### Directive
Can you write out all of these items again in full, requests included, with every vertex coordinate in the answers multiplied by 2.1 and rounded to a whole number, halves rounding up? Leave the numbers in the requests and their format samples as they are.

### Dataset records

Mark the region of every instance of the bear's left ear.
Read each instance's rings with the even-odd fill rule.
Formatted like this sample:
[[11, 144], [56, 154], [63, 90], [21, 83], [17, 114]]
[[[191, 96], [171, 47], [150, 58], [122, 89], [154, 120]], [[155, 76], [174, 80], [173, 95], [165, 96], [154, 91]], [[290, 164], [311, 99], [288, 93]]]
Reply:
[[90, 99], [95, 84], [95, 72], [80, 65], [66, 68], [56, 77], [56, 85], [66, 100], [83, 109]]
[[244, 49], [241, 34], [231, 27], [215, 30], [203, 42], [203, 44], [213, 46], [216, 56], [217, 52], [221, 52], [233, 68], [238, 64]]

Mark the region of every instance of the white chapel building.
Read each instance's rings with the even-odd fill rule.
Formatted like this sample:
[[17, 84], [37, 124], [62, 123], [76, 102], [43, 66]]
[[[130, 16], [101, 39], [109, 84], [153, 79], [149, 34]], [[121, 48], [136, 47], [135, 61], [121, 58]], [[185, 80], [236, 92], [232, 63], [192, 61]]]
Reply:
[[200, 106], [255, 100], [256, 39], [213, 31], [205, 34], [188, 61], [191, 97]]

### Full solution
Mark the region of every instance of the bear's left ear.
Read each instance's rings with the even-odd fill rule.
Formatted like this sample:
[[11, 144], [56, 154], [63, 90], [21, 83], [17, 114]]
[[[191, 96], [171, 47], [150, 58], [122, 89], [154, 120]], [[155, 76], [174, 80], [173, 95], [165, 96], [154, 91]], [[290, 164], [311, 99], [288, 93]]]
Reply:
[[189, 208], [200, 176], [200, 151], [168, 137], [139, 143], [118, 162], [118, 179], [139, 210], [174, 229]]
[[512, 103], [506, 71], [485, 57], [452, 63], [426, 88], [426, 92], [447, 97], [454, 118], [456, 109], [464, 109], [489, 143], [500, 134]]

Mark the region of every instance of the white chapel building.
Read each instance's rings with the even-odd fill rule.
Formatted like this sample:
[[17, 84], [37, 124], [62, 123], [76, 102], [43, 66]]
[[[130, 16], [101, 39], [109, 84], [153, 79], [149, 34]], [[121, 48], [136, 47], [135, 61], [121, 58]], [[185, 80], [236, 92], [232, 63], [192, 61]]]
Reply:
[[420, 223], [536, 210], [538, 82], [447, 65], [431, 71], [395, 128], [401, 204]]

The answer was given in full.